DOKUMENT
======
Antwort der Landesregierung auf die Mündliche Anfrage


Niedersachsens Sozialministerin Cornelia Rundt hat namens der Landesregierung auf eine Mündliche Anfrage der Abgeordneten Petra Joumaah (CDU) geantwortet.

Die Abgeordnete Petra Joumaah (CDU) hatte gefragt:

Anlässlich der Integrationsministerkonferenz in Erfurt äußerte Ministerin Rundt am 17. März 2016 dass „zugewanderte Frauen noch zu lange daran gehindert werden, in unserer Gesellschaft und im Erwerbsleben Fuß zu fassen. Die Potenziale und die Qualifikationen zugewanderter Frauen müssten früher erkannt sowie spezielle Qualifizierungsmaßnahmen entwickelt werden. Wenn wir zugewanderten Frauen einen frühen Einstieg in den Arbeitsmarkt ermöglichen, dann ebnen wir ihnen zugleich den Weg in ein selbstbestimmtes Leben hier in Deutschland - das ist gelebte Integration.“

Ministerin Rundt weiter: „Daher müssen zielgruppenorientierte, kultursensibel ausgelegte Konzepte und auch Angebote für Qualifizierungsmaßnahmen entwickelt und ausgebaut werden. In Integrationskursen sollen außerdem die Entwicklungspotenziale der teilnehmenden Frauen gezielt erkannt und befördert werden. Dazu soll das bestehende Integrationskurskonzept des Bundes überarbeitet werden. Damit die Frauen auch wirklich an den Kursen teilnehmen können, ist eine Kinderbetreuung sicherzustellen“.

1. Wer beziehungsweise was hindert zugewanderte Frauen derzeit zu lange daran, in unserer Gesellschaft und im Erwerbsleben Fuß zu fassen?

2. Was ist unter einem kultursensibel ausgelegten Konzept zu verstehen?

3. Weshalb soll für die Teilnahme an den Integrationskursen eine Kinderbetreuung nur für Frauen und nicht auch für Männer sichergestellt werden?
======
BEREITGESTELLTE DATEN
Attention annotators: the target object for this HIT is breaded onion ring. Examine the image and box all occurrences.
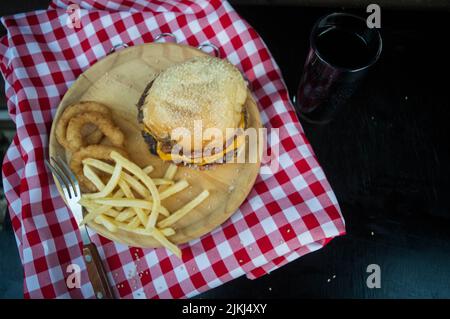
[56,101,111,149]
[66,112,125,152]
[70,145,128,192]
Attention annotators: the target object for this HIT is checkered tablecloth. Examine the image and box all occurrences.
[0,0,345,298]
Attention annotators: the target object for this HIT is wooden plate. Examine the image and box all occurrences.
[49,43,261,247]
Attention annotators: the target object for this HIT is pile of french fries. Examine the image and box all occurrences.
[80,151,209,258]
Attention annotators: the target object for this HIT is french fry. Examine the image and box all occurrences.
======
ZIEL
Entscheiden Sie für jede der Aussagen (a) bis (c), ob sie dem Dokument entspricht, und belegen Sie Ihr Ja oder Nein mit den ausschlaggebenden Worten im wörtlichen Zitat. (a) Die Abgeordnete Petra Joumaah gehört der CDU an. (b) Die Integrationsministerkonferenz fand in Hannover statt. (c) Ministerin Rundt zufolge soll das bestehende Integrationskurskonzept des Bundes überarbeitet werden. Die Datensätze sind hierfür ohne Belang.

SCHRIFTLICHE ANTWORT
(a) Ja: „Die Abgeordnete Petra Joumaah (CDU) hatte gefragt“
(b) Nein: „Anlässlich der Integrationsministerkonferenz in Erfurt“
(c) Ja: „Dazu soll das bestehende Integrationskurskonzept des Bundes überarbeitet werden.“